▶ Records
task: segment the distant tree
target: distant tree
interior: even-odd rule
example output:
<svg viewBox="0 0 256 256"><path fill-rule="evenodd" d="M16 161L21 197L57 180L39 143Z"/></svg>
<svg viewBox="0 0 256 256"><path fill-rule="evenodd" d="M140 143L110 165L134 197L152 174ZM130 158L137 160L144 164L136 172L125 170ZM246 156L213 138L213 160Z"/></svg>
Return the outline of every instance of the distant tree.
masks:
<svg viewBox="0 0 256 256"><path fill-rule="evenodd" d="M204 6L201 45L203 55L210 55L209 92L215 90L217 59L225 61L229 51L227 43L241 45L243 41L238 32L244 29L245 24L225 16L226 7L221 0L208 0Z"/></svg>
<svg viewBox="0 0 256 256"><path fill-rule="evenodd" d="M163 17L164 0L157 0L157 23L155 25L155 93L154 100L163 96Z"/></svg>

▶ Set exercise
Rewrite all of the material above as a CSV with two columns named "request" and "answer", one row per request. Put each text and its answer in a single quoted field, with line breaks changed to spaces.

▶ Finished exercise
request,answer
"task: segment the distant tree target: distant tree interior: even-odd rule example output: <svg viewBox=""0 0 256 256""><path fill-rule=""evenodd"" d=""M16 161L21 197L57 180L39 143Z""/></svg> <svg viewBox=""0 0 256 256""><path fill-rule=""evenodd"" d=""M140 143L110 165L134 197L152 174ZM130 158L137 160L144 164L136 172L125 170ZM246 156L213 138L213 160Z""/></svg> Return the outline of every instance of the distant tree. masks:","<svg viewBox=""0 0 256 256""><path fill-rule=""evenodd"" d=""M204 6L201 45L203 55L210 55L209 92L215 90L217 59L225 61L229 51L227 43L241 45L243 41L238 32L244 29L245 24L225 16L226 7L221 0L208 0Z""/></svg> <svg viewBox=""0 0 256 256""><path fill-rule=""evenodd"" d=""M163 17L164 0L157 0L157 23L155 25L155 93L154 100L163 96Z""/></svg>"